▸ Exercise details
Arrange everything from the line containing "Target: overcast sky" down to the line containing "(1034, 723)" as a Markdown table with two columns, No. and Text: a row number and one line per row, skipping blank lines.

[Entries from a point annotation set]
════════════════
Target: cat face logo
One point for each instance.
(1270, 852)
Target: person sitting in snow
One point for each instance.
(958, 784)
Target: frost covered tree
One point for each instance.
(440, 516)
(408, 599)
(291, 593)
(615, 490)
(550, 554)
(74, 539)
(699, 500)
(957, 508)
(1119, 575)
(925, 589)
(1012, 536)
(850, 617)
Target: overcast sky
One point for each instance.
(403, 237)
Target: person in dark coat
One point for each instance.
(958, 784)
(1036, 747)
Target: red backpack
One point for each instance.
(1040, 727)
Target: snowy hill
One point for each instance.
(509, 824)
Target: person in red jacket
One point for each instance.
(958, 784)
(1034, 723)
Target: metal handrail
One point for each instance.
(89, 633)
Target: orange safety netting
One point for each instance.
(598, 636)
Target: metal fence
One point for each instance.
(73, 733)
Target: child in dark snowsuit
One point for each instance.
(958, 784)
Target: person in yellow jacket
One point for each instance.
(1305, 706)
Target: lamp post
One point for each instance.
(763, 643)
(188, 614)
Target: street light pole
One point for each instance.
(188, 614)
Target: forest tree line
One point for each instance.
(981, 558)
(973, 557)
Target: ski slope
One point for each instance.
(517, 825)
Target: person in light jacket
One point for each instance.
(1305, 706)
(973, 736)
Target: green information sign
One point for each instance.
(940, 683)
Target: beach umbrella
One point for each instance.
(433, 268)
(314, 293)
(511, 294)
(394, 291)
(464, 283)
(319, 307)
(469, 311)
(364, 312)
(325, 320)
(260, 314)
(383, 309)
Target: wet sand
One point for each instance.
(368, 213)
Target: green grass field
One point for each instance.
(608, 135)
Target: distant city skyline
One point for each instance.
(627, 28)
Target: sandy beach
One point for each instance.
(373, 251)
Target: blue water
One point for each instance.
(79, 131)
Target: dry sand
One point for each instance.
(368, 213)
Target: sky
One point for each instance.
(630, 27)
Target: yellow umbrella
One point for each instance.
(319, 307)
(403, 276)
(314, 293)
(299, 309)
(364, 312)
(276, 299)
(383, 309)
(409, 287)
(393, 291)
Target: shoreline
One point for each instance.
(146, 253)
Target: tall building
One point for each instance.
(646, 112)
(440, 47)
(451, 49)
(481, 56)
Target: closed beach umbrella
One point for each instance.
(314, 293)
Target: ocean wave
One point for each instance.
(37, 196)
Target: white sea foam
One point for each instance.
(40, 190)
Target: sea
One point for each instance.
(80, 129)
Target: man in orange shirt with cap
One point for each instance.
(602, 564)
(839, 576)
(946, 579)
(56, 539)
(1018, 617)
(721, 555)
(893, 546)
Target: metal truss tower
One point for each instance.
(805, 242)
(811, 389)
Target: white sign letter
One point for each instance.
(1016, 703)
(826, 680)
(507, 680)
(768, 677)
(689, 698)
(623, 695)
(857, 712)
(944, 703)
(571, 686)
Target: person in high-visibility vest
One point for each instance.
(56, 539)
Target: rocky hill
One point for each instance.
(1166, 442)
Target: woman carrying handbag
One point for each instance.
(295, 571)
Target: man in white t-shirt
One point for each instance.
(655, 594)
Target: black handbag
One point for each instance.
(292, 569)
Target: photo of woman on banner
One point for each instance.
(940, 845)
════════════════
▸ Written answer
| No. | Text |
|---|---|
| 1 | Target: overcast sky |
| 2 | One point for each instance. |
| 3 | (403, 237) |
| 4 | Target: person in dark coat |
| 5 | One point for each instance. |
| 6 | (958, 784) |
| 7 | (1036, 747) |
| 8 | Target: red backpack |
| 9 | One point for each instance. |
| 10 | (1040, 727) |
| 11 | Target: snowy hill |
| 12 | One point for each instance. |
| 13 | (509, 824) |
| 14 | Target: person in red jacket |
| 15 | One point for each instance. |
| 16 | (958, 784) |
| 17 | (1034, 723) |